課題の指示: 三浦海岸についての文章から、「また、横須賀市の野比や長沢周」で始まり「がわブランド」の登録商品になっています。」まで続く部分を、一字も変えずに書き写してください。

読解テキスト:
今でも、三浦海岸に面した有料駐車場の名称は「下浦海岸駐車場」と言い、昔の名残が残っています。三浦海岸周辺には、「南下浦」という地名もあります。
また、横須賀市の野比や長沢周辺の海岸は、現在も「北下浦海岸」と呼ぶことがあります。
転機となったのは、前述の京急久里浜線の三浦海岸駅までの延伸です。京急は当初、このあたりの大字にちなんで「上宮田駅」とする計画でした。そのため、当時の新造車両の方向幕には「上宮田」という行き先が入っていたと言います。
しかし、夏のレジャーと言えば海水浴がダントツで一位という時代背景もあり、マーケティング戦略上、開業前に「三浦海岸駅」へと変更となりました。
「上宮田」という地名(住居表示)は現在も残っていて、三浦海岸の砂浜に最寄りのバス停は「上宮田」(「三浦海岸駅」の一つ海側のバス停)という名称が使われています。
なお、隣りの「三崎口駅」の周辺は「下宮田」と言う地名ですが、こちらも戦略的に、三崎港方面に延伸する予定があったため「三崎」という名称を含む駅名となっています。
三浦海岸の冬の風物詩 大根干し
冬ダイコンの一大生産地である三浦市では、たくあん作りも盛んです。三浦のたくあん作りで定番なのが、潮風にさらしながら天日干しにする方法です。天日干しされた大根は、ぬか漬けされて、たくあんへと加工されていきます。
生産者さんによって味付けは異なりますが、「まいるど」と呼ばれる三浦の浅漬けたくあんは、神奈川県が県の特産品として認定する「かながわブランド」の登録商品になっています。
毎年冬になると、三浦海岸やお隣の菊名海岸には、天日干しにされる無数の大根が立ち並びます。夏は海水浴、冬は大根干しという、砂浜の二毛作が成り立っているめずらしい海岸なのです。

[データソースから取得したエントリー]
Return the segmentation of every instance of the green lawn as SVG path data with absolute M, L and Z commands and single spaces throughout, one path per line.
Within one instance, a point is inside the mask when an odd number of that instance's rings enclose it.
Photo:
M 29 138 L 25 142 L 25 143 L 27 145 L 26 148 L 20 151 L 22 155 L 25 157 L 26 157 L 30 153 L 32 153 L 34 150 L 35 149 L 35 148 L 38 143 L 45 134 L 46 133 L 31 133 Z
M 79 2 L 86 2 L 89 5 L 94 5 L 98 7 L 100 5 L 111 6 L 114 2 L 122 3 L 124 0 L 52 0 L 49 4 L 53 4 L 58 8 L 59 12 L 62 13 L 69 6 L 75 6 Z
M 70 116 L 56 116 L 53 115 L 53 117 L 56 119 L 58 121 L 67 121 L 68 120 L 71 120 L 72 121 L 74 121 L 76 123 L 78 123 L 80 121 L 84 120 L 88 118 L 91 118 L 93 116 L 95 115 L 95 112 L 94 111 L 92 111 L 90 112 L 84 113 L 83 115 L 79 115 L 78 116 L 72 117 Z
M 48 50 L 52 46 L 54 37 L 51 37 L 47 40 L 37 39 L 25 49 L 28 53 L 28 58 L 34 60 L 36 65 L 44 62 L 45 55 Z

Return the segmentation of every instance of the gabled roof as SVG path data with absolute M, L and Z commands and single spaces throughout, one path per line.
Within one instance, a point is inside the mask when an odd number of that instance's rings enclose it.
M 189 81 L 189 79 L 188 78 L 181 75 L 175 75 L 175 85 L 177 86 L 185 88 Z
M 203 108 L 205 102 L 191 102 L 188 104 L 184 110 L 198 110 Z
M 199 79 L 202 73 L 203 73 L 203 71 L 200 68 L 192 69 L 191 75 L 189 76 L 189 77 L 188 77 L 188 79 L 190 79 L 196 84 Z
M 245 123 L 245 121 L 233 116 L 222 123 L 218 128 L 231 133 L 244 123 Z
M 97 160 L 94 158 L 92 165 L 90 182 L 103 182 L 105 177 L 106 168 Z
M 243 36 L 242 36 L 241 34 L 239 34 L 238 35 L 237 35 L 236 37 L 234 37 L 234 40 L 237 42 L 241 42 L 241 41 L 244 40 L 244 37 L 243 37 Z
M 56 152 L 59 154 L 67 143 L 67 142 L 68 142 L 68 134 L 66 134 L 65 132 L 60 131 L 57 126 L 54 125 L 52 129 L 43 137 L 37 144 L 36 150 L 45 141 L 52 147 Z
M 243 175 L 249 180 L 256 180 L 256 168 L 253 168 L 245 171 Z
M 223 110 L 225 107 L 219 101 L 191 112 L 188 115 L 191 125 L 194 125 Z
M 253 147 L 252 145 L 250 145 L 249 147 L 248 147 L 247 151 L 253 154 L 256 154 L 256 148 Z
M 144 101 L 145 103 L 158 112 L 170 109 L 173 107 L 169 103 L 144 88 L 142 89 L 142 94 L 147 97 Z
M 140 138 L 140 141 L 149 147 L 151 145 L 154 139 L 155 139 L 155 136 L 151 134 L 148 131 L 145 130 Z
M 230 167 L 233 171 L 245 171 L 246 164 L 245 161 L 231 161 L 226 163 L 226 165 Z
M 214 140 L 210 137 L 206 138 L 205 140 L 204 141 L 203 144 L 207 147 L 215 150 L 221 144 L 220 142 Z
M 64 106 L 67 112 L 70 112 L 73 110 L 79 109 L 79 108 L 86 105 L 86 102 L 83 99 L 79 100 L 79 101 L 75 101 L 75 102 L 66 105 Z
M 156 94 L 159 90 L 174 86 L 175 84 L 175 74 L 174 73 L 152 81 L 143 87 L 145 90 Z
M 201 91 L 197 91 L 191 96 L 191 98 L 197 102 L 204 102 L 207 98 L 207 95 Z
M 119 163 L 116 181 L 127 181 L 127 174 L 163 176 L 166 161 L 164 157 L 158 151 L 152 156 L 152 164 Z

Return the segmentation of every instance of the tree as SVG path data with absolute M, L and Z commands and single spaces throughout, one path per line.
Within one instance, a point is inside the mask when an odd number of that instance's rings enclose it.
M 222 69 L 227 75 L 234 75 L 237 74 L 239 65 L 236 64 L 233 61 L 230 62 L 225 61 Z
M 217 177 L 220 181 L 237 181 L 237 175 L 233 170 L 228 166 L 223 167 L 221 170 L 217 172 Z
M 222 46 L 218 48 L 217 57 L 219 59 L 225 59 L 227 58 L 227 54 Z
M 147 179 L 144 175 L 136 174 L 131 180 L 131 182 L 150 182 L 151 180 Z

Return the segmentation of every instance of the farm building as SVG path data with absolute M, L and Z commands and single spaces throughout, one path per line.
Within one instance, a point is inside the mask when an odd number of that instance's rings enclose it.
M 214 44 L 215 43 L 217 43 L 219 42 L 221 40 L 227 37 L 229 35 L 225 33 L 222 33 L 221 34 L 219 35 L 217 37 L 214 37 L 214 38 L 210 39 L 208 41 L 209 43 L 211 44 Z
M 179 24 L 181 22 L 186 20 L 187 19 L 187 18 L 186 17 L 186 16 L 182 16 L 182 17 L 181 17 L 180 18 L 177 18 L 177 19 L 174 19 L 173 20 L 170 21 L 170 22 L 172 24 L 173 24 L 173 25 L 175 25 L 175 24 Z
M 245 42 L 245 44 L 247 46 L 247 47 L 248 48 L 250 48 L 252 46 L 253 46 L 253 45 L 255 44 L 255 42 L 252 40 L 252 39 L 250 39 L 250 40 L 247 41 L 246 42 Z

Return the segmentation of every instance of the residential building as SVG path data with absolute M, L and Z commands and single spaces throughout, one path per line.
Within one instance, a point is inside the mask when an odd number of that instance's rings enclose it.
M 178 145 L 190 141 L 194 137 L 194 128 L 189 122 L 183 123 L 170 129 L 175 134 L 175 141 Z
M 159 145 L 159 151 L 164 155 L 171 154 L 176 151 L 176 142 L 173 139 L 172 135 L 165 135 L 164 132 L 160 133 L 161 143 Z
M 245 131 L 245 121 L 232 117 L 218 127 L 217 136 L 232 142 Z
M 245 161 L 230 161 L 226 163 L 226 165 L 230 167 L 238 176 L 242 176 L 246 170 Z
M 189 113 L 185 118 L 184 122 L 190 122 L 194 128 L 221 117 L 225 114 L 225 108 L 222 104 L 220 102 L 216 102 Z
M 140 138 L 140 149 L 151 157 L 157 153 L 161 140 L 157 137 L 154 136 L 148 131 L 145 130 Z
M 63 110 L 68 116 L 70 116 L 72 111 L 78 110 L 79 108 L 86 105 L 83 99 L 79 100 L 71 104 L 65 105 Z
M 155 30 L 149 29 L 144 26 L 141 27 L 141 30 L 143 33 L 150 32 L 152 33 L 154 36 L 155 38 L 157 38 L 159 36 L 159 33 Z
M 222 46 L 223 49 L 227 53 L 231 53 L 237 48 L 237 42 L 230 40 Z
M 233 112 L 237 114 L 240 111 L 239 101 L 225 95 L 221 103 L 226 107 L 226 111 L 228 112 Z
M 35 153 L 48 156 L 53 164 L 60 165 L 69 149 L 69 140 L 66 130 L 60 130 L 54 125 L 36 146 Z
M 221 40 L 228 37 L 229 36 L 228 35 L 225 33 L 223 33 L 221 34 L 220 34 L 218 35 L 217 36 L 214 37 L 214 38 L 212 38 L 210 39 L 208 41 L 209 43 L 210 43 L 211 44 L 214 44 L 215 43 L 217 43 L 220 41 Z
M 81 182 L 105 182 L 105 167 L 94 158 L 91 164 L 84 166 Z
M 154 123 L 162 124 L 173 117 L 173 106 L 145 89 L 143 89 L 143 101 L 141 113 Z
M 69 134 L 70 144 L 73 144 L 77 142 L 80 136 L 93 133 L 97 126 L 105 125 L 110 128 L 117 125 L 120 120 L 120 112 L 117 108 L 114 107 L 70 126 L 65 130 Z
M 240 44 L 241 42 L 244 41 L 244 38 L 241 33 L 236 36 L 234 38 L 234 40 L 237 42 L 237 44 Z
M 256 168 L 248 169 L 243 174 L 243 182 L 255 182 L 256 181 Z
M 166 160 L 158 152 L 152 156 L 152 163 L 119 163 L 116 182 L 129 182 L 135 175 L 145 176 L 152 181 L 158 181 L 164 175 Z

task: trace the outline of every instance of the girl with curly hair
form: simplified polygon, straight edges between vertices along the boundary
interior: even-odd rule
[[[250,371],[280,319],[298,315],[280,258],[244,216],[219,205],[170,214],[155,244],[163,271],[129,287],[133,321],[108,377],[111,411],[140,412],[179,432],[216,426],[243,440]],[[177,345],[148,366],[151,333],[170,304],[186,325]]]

課題の結果:
また、横須賀市の野比や長沢周辺の海岸は、現在も「北下浦海岸」と呼ぶことがあります。
転機となったのは、前述の京急久里浜線の三浦海岸駅までの延伸です。京急は当初、このあたりの大字にちなんで「上宮田駅」とする計画でした。そのため、当時の新造車両の方向幕には「上宮田」という行き先が入っていたと言います。
しかし、夏のレジャーと言えば海水浴がダントツで一位という時代背景もあり、マーケティング戦略上、開業前に「三浦海岸駅」へと変更となりました。
「上宮田」という地名(住居表示)は現在も残っていて、三浦海岸の砂浜に最寄りのバス停は「上宮田」(「三浦海岸駅」の一つ海側のバス停)という名称が使われています。
なお、隣りの「三崎口駅」の周辺は「下宮田」と言う地名ですが、こちらも戦略的に、三崎港方面に延伸する予定があったため「三崎」という名称を含む駅名となっています。
三浦海岸の冬の風物詩 大根干し
冬ダイコンの一大生産地である三浦市では、たくあん作りも盛んです。三浦のたくあん作りで定番なのが、潮風にさらしながら天日干しにする方法です。天日干しされた大根は、ぬか漬けされて、たくあんへと加工されていきます。
生産者さんによって味付けは異なりますが、「まいるど」と呼ばれる三浦の浅漬けたくあんは、神奈川県が県の特産品として認定する「かながわブランド」の登録商品になっています。